### Source
_ _ _ _

Cybersecurity May Be Going the Way of Country Music
And many of us are starting to do the equivalent of changing the dial.
Late last year Entertainment Weekly writer Grady Smith compiled the YouTube video Why Country Music Was Awful in 2013, explaining “so much of what's on the radio these days sounds exactly the same!” I’m an old school country music fan (my husband likes to say I’m so old school I listen to both country and “western” music) so when I saw that video, it confirmed my thoughts on a lot of today’s music.

_ _ _ _

### Data
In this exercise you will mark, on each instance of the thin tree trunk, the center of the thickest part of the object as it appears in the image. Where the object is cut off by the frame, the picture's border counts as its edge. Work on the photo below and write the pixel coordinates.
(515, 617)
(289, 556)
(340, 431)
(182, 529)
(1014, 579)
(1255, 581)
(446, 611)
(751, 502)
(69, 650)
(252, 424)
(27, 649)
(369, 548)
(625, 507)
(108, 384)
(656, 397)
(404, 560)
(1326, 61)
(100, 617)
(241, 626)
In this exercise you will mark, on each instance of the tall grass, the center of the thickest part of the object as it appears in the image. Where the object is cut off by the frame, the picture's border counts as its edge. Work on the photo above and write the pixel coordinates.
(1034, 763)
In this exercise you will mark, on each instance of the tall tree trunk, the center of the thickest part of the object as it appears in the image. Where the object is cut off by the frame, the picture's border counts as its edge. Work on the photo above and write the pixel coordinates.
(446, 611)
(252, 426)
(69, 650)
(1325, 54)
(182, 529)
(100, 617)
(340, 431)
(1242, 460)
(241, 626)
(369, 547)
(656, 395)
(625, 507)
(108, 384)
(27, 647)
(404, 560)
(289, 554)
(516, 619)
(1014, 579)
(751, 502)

_ _ _ _

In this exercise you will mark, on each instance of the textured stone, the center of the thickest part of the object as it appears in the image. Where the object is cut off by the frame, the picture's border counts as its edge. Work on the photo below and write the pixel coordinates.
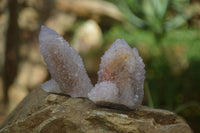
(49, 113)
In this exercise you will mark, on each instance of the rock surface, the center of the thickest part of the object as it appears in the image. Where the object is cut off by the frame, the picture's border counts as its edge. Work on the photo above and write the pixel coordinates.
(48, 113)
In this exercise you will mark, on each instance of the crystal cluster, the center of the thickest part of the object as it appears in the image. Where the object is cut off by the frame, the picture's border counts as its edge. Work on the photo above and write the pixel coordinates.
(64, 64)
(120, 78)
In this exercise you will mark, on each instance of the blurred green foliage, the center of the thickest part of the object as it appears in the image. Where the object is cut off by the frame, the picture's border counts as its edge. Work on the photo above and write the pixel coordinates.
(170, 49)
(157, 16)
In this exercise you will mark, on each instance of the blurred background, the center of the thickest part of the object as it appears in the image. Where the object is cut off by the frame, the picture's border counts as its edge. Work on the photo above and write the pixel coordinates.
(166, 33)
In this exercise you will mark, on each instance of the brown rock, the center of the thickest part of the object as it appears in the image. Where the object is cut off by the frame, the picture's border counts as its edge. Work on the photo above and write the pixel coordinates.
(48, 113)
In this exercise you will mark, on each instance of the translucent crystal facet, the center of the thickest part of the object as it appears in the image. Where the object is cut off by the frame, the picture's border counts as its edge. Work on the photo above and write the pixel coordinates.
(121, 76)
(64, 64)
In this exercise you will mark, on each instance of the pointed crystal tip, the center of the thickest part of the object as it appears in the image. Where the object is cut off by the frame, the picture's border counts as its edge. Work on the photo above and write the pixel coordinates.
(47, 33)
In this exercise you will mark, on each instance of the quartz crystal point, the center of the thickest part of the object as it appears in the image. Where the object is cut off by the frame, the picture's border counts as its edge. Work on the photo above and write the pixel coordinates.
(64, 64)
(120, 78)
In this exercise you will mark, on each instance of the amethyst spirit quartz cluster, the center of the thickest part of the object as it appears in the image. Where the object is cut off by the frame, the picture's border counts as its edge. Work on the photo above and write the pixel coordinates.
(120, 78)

_ _ _ _

### Problems to work on
1/ Answer these about the piece on cybersecurity and country music:
(a) Which publication did Grady Smith write for?
(b) What is the title of the YouTube video that Smith compiled?
(c) According to the writer's husband, what kind of music does the writer listen to besides country?
2/ Can you quote the piece on cybersecurity and country music, starting with "Cybersecurity May Be" and going on through "of today’s music."?
3/ Could you extend the piece on cybersecurity and country music, picking up right after its last sentence?

### Task responses
1/
(a) Entertainment Weekly.
(b) Why Country Music Was Awful in 2013.
(c) "Western" music.

2/
Cybersecurity May Be Going the Way of Country Music
And many of us are starting to do the equivalent of changing the dial.
Late last year Entertainment Weekly writer Grady Smith compiled the YouTube video Why Country Music Was Awful in 2013, explaining “so much of what's on the radio these days sounds exactly the same!” I’m an old school country music fan (my husband likes to say I’m so old school I listen to both country and “western” music) so when I saw that video, it confirmed my thoughts on a lot of today’s music.

3/
So what does that have to do with cybersecurity, you ask? Well, in recent months, I’ve noticed that cybersecurity may be going the way of country music where we are overloaded with the same message over and over again from more and more sources. Publications are dedicating entire sections and subscriptions to cybersecurity threats (aka Armageddon scenarios). Companies are creating cybersecurity units and divisions in hopes of jumping on the $$$ created by cybersecurity threats and fears. If turning on the radio last year told me that every good country boy needs a truck, a dirt road, a drink, and gal in short shorts, opening up my browser to news tells me that cybersecurity failures are stressful, scary, and probably my (and every other American’s fault). Here are just a few that popped up in the last week in my box:
- Cybersecurity Is a Puzzle—Where Does Your Piece Fit?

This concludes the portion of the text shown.